▶ **Exercise**:
Reproduce every entry exactly, without alteration.
--- Excerpted records ---
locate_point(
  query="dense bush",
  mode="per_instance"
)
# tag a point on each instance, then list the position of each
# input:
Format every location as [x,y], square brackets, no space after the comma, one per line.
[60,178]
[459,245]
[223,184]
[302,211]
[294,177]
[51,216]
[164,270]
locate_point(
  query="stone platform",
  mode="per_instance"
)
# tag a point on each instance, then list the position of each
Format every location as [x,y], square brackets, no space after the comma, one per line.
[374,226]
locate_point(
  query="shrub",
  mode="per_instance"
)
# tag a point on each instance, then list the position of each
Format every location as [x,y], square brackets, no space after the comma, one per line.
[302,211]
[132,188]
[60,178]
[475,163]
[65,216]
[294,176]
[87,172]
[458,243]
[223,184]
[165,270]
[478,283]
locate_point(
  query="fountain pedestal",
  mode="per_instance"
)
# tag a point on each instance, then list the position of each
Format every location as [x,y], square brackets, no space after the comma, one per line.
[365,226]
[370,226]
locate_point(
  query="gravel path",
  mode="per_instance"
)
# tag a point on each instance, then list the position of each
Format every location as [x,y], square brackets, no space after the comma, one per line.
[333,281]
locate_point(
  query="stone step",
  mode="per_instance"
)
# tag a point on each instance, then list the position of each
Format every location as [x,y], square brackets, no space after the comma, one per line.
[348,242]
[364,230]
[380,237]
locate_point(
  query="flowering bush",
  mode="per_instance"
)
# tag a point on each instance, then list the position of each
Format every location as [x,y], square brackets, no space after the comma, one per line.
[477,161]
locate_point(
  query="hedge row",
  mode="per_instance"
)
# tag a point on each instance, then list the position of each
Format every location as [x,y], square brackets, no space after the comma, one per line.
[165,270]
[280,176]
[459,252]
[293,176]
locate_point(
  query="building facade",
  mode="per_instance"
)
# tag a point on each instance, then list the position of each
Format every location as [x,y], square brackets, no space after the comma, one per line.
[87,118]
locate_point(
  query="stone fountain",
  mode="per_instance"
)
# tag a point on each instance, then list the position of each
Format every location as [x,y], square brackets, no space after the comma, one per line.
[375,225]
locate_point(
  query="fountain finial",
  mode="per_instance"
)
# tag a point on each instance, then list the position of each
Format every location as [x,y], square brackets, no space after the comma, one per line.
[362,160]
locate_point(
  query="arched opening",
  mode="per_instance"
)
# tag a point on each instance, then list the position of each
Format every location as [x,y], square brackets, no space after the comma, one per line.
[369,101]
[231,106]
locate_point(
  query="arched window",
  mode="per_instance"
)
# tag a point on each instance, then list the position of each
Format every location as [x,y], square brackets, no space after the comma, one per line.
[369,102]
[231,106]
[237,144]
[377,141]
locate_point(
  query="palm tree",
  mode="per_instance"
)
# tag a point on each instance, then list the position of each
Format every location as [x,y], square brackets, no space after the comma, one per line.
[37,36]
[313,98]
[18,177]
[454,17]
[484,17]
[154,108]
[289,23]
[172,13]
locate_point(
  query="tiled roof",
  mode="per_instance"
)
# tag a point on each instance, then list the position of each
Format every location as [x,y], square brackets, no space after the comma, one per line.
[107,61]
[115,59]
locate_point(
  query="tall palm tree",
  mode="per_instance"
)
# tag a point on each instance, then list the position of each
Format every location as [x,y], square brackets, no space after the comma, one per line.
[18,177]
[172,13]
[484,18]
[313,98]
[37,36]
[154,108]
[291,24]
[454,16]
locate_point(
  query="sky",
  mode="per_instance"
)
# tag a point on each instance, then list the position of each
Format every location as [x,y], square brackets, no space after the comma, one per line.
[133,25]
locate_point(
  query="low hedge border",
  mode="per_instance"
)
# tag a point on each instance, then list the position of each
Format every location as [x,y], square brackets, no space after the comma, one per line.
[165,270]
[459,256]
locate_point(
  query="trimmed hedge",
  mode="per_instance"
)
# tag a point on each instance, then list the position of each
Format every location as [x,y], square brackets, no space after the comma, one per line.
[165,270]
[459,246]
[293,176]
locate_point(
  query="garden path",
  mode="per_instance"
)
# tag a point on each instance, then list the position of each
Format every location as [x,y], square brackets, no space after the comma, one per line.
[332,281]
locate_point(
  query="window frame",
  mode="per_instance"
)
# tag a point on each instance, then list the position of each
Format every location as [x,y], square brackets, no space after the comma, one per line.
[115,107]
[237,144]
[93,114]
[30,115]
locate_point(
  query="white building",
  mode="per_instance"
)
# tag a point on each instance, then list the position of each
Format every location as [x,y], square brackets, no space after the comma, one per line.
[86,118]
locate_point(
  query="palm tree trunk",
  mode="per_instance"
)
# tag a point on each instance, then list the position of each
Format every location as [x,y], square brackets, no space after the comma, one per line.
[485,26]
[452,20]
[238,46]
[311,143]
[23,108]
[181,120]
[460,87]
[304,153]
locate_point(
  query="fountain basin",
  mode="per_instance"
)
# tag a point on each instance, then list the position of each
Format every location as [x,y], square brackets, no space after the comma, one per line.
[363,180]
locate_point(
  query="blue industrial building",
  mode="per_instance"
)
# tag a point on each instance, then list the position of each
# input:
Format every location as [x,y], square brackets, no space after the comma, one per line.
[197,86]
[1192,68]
---
▶ **Reply to the task**:
locate_point(
  query="dense bush",
  mode="per_instance"
)
# tag a point on each instance, then list the position of each
# input:
Format every location as [x,y], square brackets, no space after the comma, one per line.
[60,178]
[459,245]
[223,184]
[302,211]
[294,177]
[51,216]
[164,270]
locate_point(
  query="stone platform",
  mode="per_instance"
)
# tag a point on each instance, then list the position of each
Format every location as [x,y], square brackets, no space after the comma, one per line.
[374,226]
locate_point(
  query="shrub",
  mode="per_instance"
)
# tag a point on each instance, then list the position of each
Format every location as [x,y], square brackets, no space after the comma, one per line.
[302,211]
[132,188]
[60,178]
[475,163]
[65,216]
[294,176]
[87,172]
[458,243]
[223,184]
[165,270]
[478,283]
locate_point(
  query="fountain pedestal",
  mode="per_instance"
)
# tag a point on each instance, then list the position of each
Format every location as [x,y], square brackets, no space after the comma, one per line.
[365,226]
[370,226]
locate_point(
  query="gravel path",
  mode="per_instance"
)
# tag a point on each instance, then list the position of each
Format every location as [x,y], square brackets, no space after the comma, one per line.
[333,281]
locate_point(
  query="stone step",
  mode="per_instance"
)
# tag a point on each instance, then list the position of each
Format every location as [x,y], square brackets, no space after the comma, one per line.
[348,242]
[364,230]
[380,237]
locate_point(
  query="flowering bush",
  mode="per_instance"
)
# tag a point on each instance, then list the position of each
Format every location as [x,y], square brackets, no space after the comma, one per line.
[477,161]
locate_point(
  query="hedge row",
  mode="per_instance"
)
# tag a point on each instance, then list the position of each
Format every location as [x,y], square brackets, no space after the comma, one per line.
[165,270]
[280,176]
[459,252]
[293,176]
locate_point(
  query="building facade",
  mode="per_instance"
)
# tag a point on each instance, then list the position of each
Format every location as [x,y], square brackets, no space after the comma, one per line.
[87,118]
locate_point(
  query="stone fountain",
  mode="per_instance"
)
# tag a point on each instance, then list the position of each
Format every location as [x,y], square brackets, no space after the comma, one per line.
[375,225]
locate_point(
  query="fountain finial",
  mode="per_instance"
)
# tag a point on each instance, then list the position of each
Format every location as [x,y], square brackets, no space after the comma, one per line.
[362,160]
locate_point(
  query="arched opening",
  mode="per_instance"
)
# tag a point on each instance, then list the position of each
Format every location as [x,y], square brackets, no space after the comma, one per line.
[369,101]
[231,106]
locate_point(
  query="arched window",
  mode="per_instance"
)
# tag a point on each instance, then list the position of each
Format every location as [x,y], square brackets, no space after the comma, one per line.
[369,102]
[231,106]
[237,144]
[377,141]
locate_point(
  query="palm tree",
  mode="per_instance"
)
# tag a point on each instance, then list the position of each
Format every location as [x,y], square brackets, no space after the comma, one per line.
[37,36]
[313,98]
[18,177]
[454,17]
[484,17]
[154,108]
[289,23]
[172,13]
locate_point(
  query="tiled roof",
  mode="per_instance"
)
# tag a point on each instance, then list the position of each
Format every location as [x,y], square brackets, no space after the comma, one per line.
[107,61]
[115,59]
locate_point(
  query="tall palm tree",
  mode="per_instance"
)
# tag a point on each instance, then list the position of each
Format every location as [x,y], square brackets, no space after the comma, one per line.
[18,177]
[172,13]
[484,18]
[313,98]
[37,36]
[154,108]
[291,24]
[454,16]
locate_point(
  query="sky",
  mode="per_instance"
)
# tag a point on each instance, then list the position of each
Format every location as [x,y], square brackets, no space after the comma, one per line.
[133,25]
locate_point(
  query="low hedge border",
  mode="per_instance"
)
# tag a point on each instance, then list the position of each
Format every location as [x,y], square brackets, no space after the comma, one per line.
[165,270]
[459,256]
locate_point(
  query="trimmed hedge",
  mode="per_instance"
)
# tag a point on each instance, then list the position of each
Format every location as [x,y], square brackets, no space after the comma, one per line.
[165,270]
[459,246]
[293,176]
locate_point(
  query="garden path",
  mode="per_instance"
)
# tag a point on each instance, then list the position of each
Format every location as [x,y], square brackets, no space after the comma, one per line.
[332,281]
locate_point(
  query="window frame",
  mode="per_instance"
)
# tag a point on each instance, then list the position of each
Format every location as [x,y], square brackets, no space after the comma, one per line.
[115,107]
[237,144]
[93,114]
[30,115]
locate_point(
  query="white building",
  mode="per_instance"
)
# tag a point on each instance, then list the position of each
Format every location as [x,y], square brackets, no space after the comma, one per line.
[86,118]
locate_point(
  query="palm tree trunk",
  mode="per_instance"
)
# tag a point on each instance, then list the position of each
Format every location as [x,y], square brackets, no space after the comma, one per line.
[485,26]
[452,20]
[238,46]
[311,143]
[23,108]
[181,120]
[460,87]
[304,153]
locate_point(
  query="fountain basin",
  mode="per_instance"
)
# tag a point on each instance, then list the position of each
Format every location as [x,y], square brackets, no space after the comma, one per line.
[363,180]
locate_point(
  query="blue industrial building",
  mode="per_instance"
)
# tag a point on each instance, then list the position of each
# input:
Format every location as [x,y], square brackets, no space after the comma, one per line.
[197,86]
[1192,68]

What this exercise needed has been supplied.